◆ PASSAGE TO READ:
Furthermore, the described features, advantages, and characteristics of the invention may be combined in any suitable manner in one or more embodiments. One skilled in the relevant art will recognize that the invention can be practiced without one or more of the specific features or advantages of a particular embodiment. In other instances, additional features and advantages may be recognized in certain embodiments that may not be present in all embodiments of the invention.

These features and advantages of the present invention will become more fully apparent from the following description and appended claims, or may be learned by the practice of the invention as set forth hereinafter.

BRIEF DESCRIPTION OF THE DRAWINGS

In order for the advantages of the invention to be readily understood, a more particular description of the invention briefly described above will be rendered by reference to specific embodiments that are illustrated in the appended drawing(s). It is noted that the drawings of the invention are not to scale. The drawings are mere schematics representations, not intended to portray specific parameters of the invention. Understanding that these drawing(s) depict only typical embodiments of the invention and are not, therefore, to be considered to be limiting its scope, the invention will be described and explained with additional specificity and detail through the use of the accompanying drawing(s), in which:

FIG. 1 is a front perspective view of a fuel storage container with a lid in a closed mode, according to one embodiment of the invention;

FIG. 2 is a front perspective view of a fuel storage container with a lid in an open mode, according to one embodiment of the invention;

FIG. 3 is a front perspective view of a fuel storage container with a lid in an open mode showing cooking fuel, according to one embodiment of the invention;

FIG. 4 is a side sectional view of a fuel storage container with a lid in a closed mode, according to one embodiment of the invention;

FIG. 5 is a front elevational view of a pellet storage container with a lid in a closed mode, according to one embodiment of the invention;

FIG. 6 is a top plan view of a pellet storage container with a lid removed, according to one embodiment of the invention;

FIG. 7 is a top play view of a pellet storage container with a lid removed, according to one embodiment of the invention;

FIG. 8 illustrates a schematic drawing of power couplings between different power components of a pellet storage container, according to one embodiment of the invention, according to one embodiment of the invention; and

FIG. 9 is a front perspective view of a fuel storage container with a lid in an open mode, according to one embodiment of the invention.

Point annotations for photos
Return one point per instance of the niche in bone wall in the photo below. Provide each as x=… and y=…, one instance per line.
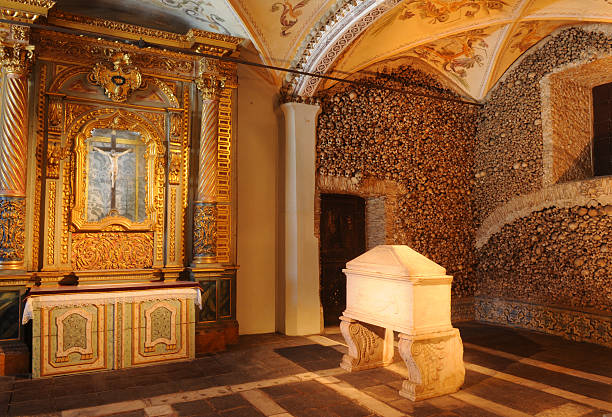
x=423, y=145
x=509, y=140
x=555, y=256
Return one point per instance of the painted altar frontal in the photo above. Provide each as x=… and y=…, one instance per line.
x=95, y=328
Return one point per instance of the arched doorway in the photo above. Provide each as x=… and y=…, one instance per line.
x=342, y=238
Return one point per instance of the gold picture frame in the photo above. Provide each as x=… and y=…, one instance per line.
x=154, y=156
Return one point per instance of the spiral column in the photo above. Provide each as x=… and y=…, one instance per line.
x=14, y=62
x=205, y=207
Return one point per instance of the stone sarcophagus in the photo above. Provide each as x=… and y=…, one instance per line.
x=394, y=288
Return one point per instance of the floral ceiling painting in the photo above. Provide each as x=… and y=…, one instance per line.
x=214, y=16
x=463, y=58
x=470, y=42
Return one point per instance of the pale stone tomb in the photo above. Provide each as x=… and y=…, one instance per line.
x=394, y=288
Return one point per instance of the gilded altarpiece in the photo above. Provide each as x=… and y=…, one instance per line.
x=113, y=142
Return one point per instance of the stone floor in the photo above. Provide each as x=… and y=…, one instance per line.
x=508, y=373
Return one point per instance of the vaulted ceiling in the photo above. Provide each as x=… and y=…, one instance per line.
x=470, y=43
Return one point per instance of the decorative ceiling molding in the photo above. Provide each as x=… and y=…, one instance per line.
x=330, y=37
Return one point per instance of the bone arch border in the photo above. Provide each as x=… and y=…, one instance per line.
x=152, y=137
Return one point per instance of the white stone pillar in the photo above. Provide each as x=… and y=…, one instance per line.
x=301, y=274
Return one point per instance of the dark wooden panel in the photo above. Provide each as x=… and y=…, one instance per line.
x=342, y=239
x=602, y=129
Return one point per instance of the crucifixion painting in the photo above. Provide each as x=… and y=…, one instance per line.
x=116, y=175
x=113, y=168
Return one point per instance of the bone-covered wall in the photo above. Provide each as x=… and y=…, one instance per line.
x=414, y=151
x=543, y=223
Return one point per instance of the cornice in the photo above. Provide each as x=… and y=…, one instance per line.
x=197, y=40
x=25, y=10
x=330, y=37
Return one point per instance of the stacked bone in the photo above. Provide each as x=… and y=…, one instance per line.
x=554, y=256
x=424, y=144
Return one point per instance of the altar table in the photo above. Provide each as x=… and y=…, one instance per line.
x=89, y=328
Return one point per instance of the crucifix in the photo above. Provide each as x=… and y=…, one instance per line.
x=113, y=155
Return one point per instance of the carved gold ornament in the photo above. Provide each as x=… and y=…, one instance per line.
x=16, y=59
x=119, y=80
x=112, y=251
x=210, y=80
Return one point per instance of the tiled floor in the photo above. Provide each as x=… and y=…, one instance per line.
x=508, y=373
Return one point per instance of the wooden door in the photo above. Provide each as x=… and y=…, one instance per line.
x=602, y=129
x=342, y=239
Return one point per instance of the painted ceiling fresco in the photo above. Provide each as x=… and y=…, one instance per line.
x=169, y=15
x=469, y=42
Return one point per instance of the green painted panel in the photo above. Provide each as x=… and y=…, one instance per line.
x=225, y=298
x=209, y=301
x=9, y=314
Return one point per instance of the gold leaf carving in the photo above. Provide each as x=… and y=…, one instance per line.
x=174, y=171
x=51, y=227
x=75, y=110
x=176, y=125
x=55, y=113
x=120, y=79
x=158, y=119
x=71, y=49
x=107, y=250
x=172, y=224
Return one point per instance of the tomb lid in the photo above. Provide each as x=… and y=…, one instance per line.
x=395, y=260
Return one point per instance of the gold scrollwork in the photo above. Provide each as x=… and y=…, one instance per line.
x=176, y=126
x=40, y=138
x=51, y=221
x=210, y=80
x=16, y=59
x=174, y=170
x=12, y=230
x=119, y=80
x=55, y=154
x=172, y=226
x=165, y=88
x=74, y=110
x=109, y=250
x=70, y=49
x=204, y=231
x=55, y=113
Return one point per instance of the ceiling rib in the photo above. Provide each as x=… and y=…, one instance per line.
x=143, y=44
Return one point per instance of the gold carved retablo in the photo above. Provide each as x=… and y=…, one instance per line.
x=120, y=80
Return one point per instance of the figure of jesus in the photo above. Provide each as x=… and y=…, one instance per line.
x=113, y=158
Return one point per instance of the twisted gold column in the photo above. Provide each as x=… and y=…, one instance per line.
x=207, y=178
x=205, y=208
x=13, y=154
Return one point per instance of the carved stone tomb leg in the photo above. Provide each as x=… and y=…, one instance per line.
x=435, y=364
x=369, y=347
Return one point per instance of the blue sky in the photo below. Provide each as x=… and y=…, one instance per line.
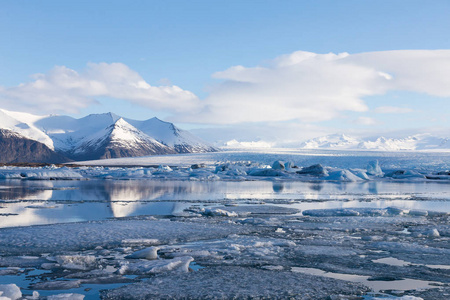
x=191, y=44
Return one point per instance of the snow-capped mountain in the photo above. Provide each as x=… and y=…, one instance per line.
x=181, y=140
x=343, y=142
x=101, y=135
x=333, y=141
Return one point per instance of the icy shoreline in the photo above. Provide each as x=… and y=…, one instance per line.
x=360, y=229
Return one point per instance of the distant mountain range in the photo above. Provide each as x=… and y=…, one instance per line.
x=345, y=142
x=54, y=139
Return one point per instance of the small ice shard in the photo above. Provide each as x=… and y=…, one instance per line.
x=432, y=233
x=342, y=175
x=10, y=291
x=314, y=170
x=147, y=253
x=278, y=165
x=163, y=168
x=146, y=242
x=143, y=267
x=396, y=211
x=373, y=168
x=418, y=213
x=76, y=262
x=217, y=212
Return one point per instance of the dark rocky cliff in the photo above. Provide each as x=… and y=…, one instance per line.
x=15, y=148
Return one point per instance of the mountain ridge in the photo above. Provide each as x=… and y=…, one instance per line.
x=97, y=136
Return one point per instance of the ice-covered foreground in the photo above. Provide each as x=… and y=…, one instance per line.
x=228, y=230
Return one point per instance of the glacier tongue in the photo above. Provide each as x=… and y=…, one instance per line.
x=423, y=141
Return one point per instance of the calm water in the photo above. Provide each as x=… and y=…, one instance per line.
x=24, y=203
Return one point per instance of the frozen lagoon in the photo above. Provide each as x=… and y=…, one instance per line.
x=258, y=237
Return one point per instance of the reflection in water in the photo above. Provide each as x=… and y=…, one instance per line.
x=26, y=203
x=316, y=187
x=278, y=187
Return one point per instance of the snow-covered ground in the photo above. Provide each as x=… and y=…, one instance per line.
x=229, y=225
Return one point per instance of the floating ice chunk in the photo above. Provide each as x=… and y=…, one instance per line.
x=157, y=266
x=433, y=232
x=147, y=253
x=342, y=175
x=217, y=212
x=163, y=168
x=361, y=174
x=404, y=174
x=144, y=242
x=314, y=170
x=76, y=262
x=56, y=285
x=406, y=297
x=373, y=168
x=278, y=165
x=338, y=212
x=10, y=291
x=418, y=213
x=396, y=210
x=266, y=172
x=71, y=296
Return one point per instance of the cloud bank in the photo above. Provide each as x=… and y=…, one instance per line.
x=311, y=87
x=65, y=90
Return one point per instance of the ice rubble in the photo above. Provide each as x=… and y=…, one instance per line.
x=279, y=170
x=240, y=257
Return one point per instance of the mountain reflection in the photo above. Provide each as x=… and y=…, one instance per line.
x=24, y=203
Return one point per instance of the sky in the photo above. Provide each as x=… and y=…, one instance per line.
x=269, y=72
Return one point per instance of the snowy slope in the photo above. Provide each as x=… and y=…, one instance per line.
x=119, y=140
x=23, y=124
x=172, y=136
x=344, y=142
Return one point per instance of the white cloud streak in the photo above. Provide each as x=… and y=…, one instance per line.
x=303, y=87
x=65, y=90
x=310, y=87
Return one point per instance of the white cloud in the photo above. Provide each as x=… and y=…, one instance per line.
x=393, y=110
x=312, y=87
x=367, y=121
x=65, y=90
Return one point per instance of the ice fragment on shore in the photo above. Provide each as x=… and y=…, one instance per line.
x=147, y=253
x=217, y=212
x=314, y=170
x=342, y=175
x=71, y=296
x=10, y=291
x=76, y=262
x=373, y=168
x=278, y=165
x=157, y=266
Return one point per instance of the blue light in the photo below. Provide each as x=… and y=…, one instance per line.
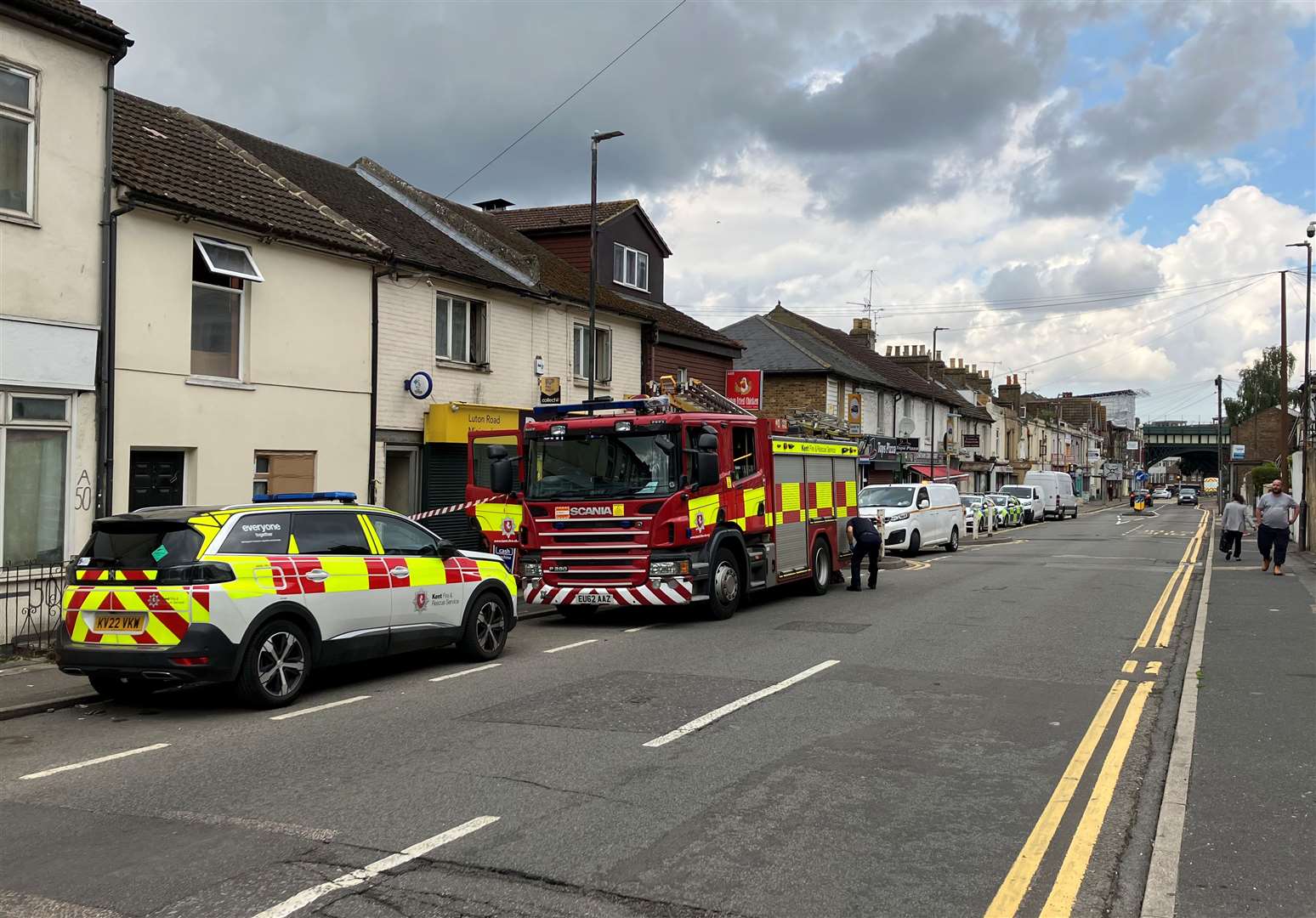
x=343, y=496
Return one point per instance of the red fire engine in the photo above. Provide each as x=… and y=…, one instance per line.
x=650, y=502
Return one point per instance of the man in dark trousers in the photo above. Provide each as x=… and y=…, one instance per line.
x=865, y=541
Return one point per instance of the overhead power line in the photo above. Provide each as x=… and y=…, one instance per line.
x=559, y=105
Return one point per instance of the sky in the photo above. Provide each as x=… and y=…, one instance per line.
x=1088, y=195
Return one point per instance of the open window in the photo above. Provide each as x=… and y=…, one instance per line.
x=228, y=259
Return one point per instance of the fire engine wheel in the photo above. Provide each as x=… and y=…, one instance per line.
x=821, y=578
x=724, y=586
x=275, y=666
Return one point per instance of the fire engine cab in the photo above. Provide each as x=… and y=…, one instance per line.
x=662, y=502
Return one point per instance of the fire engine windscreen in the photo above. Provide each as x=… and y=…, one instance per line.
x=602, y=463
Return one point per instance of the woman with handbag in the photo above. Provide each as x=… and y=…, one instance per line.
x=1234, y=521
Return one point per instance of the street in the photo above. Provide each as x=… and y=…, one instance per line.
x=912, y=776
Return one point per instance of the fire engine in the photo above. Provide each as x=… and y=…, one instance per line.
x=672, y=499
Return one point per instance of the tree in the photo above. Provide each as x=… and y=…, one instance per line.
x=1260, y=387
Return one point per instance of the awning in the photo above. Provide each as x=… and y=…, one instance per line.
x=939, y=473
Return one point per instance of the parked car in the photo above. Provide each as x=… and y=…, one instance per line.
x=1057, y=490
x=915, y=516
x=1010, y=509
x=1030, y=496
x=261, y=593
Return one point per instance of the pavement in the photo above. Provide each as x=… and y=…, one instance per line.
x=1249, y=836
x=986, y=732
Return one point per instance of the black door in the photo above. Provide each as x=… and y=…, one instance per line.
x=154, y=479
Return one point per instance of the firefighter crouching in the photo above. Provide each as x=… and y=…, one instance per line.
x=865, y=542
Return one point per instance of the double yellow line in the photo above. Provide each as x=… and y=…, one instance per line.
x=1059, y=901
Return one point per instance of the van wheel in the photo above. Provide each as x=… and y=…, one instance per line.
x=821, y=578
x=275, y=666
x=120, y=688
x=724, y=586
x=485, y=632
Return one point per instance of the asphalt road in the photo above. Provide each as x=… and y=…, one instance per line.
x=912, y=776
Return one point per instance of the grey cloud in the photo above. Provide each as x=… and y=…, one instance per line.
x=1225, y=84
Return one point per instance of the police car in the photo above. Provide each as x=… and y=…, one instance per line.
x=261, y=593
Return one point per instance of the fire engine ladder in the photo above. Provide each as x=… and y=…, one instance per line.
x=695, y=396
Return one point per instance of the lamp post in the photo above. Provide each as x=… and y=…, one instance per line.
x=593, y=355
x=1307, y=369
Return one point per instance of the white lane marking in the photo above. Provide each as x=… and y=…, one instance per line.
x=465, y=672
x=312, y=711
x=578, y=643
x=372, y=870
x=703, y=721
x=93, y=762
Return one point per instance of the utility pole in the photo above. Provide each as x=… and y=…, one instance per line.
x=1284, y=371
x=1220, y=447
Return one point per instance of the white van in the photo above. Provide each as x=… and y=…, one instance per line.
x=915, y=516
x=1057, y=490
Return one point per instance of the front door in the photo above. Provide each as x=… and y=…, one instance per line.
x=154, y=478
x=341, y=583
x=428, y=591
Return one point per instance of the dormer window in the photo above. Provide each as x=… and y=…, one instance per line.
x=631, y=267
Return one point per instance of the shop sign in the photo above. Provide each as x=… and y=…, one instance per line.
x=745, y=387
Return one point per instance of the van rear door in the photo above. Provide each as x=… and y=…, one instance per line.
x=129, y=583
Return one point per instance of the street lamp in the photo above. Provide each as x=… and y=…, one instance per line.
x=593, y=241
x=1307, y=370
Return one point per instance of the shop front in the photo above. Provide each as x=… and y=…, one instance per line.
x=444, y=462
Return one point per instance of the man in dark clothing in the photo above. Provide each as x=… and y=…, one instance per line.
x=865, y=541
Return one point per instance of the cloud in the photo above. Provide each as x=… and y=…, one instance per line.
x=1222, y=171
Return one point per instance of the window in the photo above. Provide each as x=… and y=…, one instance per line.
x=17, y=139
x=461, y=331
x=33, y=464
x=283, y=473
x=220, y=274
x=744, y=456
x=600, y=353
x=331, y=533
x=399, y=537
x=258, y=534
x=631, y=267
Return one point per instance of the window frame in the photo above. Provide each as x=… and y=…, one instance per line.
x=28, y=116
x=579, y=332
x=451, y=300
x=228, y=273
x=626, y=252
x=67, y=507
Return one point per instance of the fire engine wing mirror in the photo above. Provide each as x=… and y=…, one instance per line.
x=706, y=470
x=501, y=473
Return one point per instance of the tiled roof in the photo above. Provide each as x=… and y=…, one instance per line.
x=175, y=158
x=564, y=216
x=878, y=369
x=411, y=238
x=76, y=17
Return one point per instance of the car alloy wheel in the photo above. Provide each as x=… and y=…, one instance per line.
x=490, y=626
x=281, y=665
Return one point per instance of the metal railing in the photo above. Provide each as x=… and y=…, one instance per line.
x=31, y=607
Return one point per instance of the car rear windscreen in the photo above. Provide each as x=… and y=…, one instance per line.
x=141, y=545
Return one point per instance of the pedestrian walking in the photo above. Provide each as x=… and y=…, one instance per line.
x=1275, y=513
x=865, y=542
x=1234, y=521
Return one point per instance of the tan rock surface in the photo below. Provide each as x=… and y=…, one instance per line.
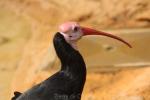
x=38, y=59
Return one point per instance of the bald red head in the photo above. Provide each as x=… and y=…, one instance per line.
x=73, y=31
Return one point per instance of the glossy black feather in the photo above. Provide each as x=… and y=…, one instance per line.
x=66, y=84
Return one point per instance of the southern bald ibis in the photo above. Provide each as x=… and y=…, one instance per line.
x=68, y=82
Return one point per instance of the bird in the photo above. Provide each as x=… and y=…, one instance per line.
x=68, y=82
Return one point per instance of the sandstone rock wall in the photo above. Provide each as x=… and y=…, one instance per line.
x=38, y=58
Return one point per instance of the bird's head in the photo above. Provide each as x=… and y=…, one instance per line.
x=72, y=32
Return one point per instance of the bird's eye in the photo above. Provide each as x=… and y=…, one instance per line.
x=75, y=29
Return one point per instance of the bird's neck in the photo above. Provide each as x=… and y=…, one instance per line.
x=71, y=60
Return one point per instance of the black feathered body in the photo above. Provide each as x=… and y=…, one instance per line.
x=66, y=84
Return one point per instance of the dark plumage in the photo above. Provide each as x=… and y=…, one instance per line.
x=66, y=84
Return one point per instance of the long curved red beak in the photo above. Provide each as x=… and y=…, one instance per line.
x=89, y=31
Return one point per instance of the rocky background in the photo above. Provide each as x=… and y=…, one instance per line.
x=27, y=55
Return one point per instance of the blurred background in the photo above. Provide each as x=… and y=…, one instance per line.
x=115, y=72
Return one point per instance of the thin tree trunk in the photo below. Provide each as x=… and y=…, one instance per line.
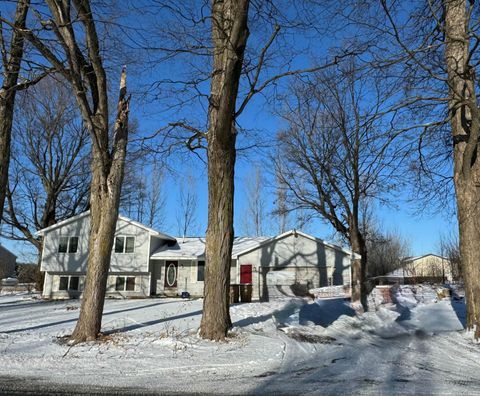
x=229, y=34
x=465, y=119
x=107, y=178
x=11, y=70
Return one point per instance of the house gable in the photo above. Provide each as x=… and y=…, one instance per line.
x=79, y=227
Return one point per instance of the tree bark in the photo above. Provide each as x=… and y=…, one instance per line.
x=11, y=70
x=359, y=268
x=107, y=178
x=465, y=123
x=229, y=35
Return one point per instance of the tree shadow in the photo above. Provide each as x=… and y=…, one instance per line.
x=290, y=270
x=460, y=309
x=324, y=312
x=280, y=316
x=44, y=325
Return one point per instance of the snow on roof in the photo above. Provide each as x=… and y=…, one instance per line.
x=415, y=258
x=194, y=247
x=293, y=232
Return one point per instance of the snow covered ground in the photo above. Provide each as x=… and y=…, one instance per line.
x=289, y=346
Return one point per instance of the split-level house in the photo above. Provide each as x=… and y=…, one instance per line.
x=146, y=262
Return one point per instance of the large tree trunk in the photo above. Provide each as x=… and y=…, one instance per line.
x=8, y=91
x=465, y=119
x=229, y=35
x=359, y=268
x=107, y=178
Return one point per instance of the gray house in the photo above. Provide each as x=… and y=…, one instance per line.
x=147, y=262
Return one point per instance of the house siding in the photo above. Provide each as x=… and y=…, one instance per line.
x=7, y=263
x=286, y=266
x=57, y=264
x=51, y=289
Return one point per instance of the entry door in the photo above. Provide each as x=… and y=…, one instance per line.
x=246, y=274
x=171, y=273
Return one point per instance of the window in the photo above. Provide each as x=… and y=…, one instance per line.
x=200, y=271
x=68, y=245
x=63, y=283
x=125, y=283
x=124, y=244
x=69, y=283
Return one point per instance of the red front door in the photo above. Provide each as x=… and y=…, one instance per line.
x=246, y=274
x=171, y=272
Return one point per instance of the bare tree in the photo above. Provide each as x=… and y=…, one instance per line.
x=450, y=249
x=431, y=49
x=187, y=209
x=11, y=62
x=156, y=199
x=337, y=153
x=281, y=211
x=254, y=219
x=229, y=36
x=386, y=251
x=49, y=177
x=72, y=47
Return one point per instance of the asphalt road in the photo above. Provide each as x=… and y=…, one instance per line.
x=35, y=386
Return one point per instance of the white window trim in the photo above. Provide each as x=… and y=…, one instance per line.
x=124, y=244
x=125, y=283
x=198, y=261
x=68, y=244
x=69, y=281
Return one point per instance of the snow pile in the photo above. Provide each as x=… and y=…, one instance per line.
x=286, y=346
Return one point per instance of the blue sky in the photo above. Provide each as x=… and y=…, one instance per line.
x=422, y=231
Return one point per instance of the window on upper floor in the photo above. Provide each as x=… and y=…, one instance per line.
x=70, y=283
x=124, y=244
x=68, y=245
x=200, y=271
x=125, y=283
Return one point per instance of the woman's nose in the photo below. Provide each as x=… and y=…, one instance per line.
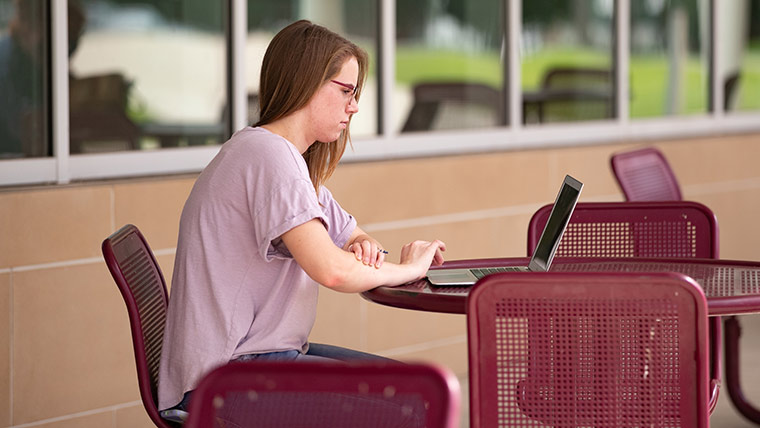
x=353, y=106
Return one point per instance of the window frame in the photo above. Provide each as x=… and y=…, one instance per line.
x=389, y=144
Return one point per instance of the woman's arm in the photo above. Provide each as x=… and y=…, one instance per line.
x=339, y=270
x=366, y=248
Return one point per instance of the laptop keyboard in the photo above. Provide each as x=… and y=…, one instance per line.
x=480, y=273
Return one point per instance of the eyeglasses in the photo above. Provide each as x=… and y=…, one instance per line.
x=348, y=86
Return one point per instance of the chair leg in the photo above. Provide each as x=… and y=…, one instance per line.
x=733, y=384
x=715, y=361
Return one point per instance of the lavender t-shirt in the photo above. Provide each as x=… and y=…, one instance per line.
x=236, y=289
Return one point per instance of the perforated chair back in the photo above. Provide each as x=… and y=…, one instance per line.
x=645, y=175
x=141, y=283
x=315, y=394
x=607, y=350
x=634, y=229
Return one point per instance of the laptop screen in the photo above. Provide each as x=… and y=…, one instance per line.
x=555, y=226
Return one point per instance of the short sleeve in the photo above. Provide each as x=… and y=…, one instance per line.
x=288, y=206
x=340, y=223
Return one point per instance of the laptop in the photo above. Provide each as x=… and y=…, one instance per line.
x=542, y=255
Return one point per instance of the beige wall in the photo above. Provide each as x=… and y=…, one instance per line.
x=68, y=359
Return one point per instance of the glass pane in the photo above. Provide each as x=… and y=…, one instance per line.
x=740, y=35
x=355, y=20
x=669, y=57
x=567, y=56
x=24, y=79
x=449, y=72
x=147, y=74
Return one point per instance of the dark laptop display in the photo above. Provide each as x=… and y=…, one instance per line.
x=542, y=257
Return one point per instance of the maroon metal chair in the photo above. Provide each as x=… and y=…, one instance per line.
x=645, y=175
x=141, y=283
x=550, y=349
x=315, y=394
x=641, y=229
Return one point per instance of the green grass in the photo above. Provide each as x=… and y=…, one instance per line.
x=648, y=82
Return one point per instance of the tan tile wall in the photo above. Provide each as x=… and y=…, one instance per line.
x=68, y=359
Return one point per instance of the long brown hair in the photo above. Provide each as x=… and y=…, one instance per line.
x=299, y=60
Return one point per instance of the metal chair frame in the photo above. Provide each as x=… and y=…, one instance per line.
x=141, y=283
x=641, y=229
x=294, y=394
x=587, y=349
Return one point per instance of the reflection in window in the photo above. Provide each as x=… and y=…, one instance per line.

◆ WORK TO DO:
(a) Answer these questions about the patent passage on the fuel storage container:
(i) What does the passage say about the scale of the drawings?
(ii) What kind of view is FIG. 4?
(iii) What does FIG. 8 illustrate?
(b) Extract the lines of the rows starting at the first line and ending at the line containing "x=95, y=328", with both ends included. Leave the picture out.

◆ ANSWERS GIVEN:
(a)
(i) The drawings of the invention are not to scale.
(ii) FIG. 4 is a side sectional view of a fuel storage container with a lid in a closed mode.
(iii) FIG. 8 illustrates a schematic drawing of power couplings between different power components of a pellet storage container.

(b)
Return one point per instance of the niche in bone wall in the photo below. Provide each as x=… and y=…, one instance per line.
x=423, y=145
x=509, y=140
x=555, y=256
Return one point per instance of the painted altar frontal in the photo above. Provide each as x=… and y=…, one instance per line.
x=95, y=328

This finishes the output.